◆ **YOUR INSTRUCTIONS**
Return every line of the listing below so that it matches the original exactly.

•••

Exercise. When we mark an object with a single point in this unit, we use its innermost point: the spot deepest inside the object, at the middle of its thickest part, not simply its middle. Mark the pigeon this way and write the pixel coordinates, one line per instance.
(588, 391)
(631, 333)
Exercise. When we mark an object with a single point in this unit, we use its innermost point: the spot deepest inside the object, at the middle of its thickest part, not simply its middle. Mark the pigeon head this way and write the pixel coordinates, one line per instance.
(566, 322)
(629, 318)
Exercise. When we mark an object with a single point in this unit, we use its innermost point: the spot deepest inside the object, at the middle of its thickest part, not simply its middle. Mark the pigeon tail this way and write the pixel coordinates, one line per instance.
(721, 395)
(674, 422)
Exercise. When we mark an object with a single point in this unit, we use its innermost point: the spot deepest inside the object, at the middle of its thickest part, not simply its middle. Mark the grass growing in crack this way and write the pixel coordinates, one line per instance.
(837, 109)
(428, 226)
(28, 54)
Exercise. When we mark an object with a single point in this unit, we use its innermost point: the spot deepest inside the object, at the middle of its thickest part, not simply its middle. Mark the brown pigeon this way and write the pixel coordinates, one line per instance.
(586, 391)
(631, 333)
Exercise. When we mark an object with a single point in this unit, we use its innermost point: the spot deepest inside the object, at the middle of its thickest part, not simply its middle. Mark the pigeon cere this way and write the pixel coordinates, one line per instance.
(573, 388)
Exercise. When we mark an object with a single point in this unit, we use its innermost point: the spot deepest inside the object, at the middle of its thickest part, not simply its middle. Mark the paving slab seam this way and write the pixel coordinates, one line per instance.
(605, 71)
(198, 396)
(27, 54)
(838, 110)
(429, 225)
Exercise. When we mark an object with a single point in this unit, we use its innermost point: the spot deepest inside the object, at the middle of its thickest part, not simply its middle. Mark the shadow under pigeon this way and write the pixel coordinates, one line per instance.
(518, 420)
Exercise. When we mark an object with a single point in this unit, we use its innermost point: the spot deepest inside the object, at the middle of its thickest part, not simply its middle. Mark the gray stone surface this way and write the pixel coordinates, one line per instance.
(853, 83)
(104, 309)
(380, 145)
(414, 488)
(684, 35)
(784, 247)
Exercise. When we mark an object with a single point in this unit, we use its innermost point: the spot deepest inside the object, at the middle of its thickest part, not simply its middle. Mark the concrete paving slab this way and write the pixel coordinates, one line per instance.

•••

◆ **OUTPUT OF THE TASK**
Exercise. When we mark an object with a single point in this unit, we use its innermost point: the spot deepest inside the object, at the middle of its thickest part, not simply its middle. Mark the pigeon this way and write the pixel coordinates, one line per instance.
(588, 391)
(631, 333)
Exercise. When we mark an object with a single point in this unit, we use its innermost point: the spot deepest inside the object, at the middle of its thickest part, not simply its middle. Mark the pigeon head this way and write the pixel coordinates, one line per instance.
(566, 322)
(629, 318)
Exercise. When we mark an object with a single point in this unit, we use its innermost point: the spot deepest inside the object, at the middle of its thickest part, not simply its middle. Mark the pigeon tail this way and write the pixel coordinates, one line per instance.
(721, 395)
(674, 422)
Exercise. When we mark an object with a single point in this unit, we use its innermost point: the spot deepest inside the object, at the middle of its thickest part, not simply its middle. Mark the grass growing in crack this way and write the pixel coordinates, one line per instance.
(837, 109)
(428, 226)
(28, 54)
Exercise. When we mark an object with a single point in this unit, we use its innermost point: the spot deepest inside the object, at the middle of its thickest part, not simply its middle. Mark the brown pigeon this way and write the pixel coordinates, one line per instance.
(586, 391)
(631, 333)
Exercise. When we mark an object with a single point in this unit, we use its innermost point: the spot deepest inside the object, at the middle of its thickest part, not simply its middle. Mark the pigeon cere this way and write the pixel coordinates, one line per instance.
(573, 388)
Exercise. When we mark an object with a single point in this unit, we use its innermost point: the spot deepest inside the object, at the middle of its thickest part, not simply its middle. Mark the paving slab seam this way and write the pixel coordinates, one line per instance.
(605, 71)
(198, 396)
(27, 54)
(838, 110)
(429, 225)
Exercise. When we mark an object with a single point in this unit, we use its innermost point: the spot deepest inside the object, at the middle of its thickest part, not simply its middle. Mark the shadow under pigeon this way and write the pixel coordinates, one line per instance.
(518, 420)
Exercise. When we mark an object with a single point in this unit, we use its innermost point: the spot deepest inside the object, at the middle of its thickest part, not simply its middle. Mark the gray stone surface this way and write the pixel coordinates, one line per instance.
(853, 83)
(104, 309)
(380, 145)
(414, 488)
(684, 35)
(784, 247)
Exercise. When we mark an object with a single point in this unit, we use its innermost point: the spot deepest inside the object, at the middle of its thickest part, not simply its middle. Mark the concrete paving slab this way and write the pixel coordinates, one line per instance.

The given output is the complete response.